:: Texte à lire ::

Le roman peut-il se passer de
héros ?
Toute Société, toute culture, toute civilisation a besoin de héros. La
littérature, et particulièrement le roman, a vu naître des héros qui ont
traversé les frontières et les époques. Ulysse, illustre pour son courage
et sa ruse, dans l’Antiquité, Jean Valjean bien des années plus tard.
Définir précisément ce qu’est un héros n’est pas aisé. Sa définition
évolue, tout comme il est délicat de définir précisément le roman, tant il
peut être protéiforme. Aussi, ce sujet interroge à la fois sur ce qui fait
d’un personnage littéraire un héros, mais aussi le lien particulier
qu’entretient le roman avec ses personnages et comment ce genre
littéraire en prose d’une certaine longueur permet aux romanciers de
donner vie à ces “êtres de papier”.
Ainsi, le roman peut-il se passer de héros ?

:::

Défi 1:
Recopiez, dans l'extrait sur le héros de roman, tout le passage depuis « Toute Société, toute » jusqu'à « passer de héros ? ».
Défi 2:
Répondez à ces questions sur l'extrait sur le héros de roman :
(a) Pour quelles qualités Ulysse est-il illustre ?
(b) Qu'est-ce qui, d'après la première phrase, a besoin de héros ?
(c) Quelle expression entre guillemets désigne les personnages auxquels les romanciers donnent vie ?

:: Données brutes ::

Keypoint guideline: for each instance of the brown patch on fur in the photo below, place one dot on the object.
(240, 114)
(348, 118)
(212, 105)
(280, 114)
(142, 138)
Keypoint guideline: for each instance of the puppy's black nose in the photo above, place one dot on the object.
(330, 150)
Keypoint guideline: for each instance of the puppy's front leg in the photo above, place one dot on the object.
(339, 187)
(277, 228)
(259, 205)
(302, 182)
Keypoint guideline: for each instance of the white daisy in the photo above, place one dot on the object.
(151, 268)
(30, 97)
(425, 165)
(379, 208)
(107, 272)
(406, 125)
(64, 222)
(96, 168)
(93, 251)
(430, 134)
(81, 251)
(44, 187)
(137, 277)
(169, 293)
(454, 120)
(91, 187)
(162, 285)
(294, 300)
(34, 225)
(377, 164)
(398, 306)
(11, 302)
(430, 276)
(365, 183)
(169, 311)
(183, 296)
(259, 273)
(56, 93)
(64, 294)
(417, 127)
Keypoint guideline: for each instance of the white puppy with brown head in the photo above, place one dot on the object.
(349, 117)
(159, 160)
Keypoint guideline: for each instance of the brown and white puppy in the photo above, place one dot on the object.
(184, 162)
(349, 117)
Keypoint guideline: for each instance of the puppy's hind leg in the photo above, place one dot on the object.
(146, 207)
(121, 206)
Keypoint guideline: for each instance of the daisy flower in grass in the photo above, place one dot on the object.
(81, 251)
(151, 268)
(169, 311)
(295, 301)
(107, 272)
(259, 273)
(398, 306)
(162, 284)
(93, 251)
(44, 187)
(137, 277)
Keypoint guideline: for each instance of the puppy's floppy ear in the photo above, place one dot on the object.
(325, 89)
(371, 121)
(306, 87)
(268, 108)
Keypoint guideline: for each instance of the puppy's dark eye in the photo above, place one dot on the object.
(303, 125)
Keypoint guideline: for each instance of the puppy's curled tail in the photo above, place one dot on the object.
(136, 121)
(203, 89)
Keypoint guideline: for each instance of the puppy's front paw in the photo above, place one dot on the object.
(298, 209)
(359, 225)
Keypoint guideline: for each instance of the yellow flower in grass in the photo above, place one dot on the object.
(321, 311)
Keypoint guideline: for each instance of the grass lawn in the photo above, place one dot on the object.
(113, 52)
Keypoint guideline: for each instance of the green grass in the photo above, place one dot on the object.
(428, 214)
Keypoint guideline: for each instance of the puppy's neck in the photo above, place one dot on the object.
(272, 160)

:::

Réponse complète 1:
Toute Société, toute culture, toute civilisation a besoin de héros. La
littérature, et particulièrement le roman, a vu naître des héros qui ont
traversé les frontières et les époques. Ulysse, illustre pour son courage
et sa ruse, dans l’Antiquité, Jean Valjean bien des années plus tard.
Définir précisément ce qu’est un héros n’est pas aisé. Sa définition
évolue, tout comme il est délicat de définir précisément le roman, tant il
peut être protéiforme. Aussi, ce sujet interroge à la fois sur ce qui fait
d’un personnage littéraire un héros, mais aussi le lien particulier
qu’entretient le roman avec ses personnages et comment ce genre
littéraire en prose d’une certaine longueur permet aux romanciers de
donner vie à ces “êtres de papier”.
Ainsi, le roman peut-il se passer de héros ?

Réponse complète 2:
(a) Pour son courage et sa ruse.
(b) Toute société, toute culture, toute civilisation.
(c) « êtres de papier ».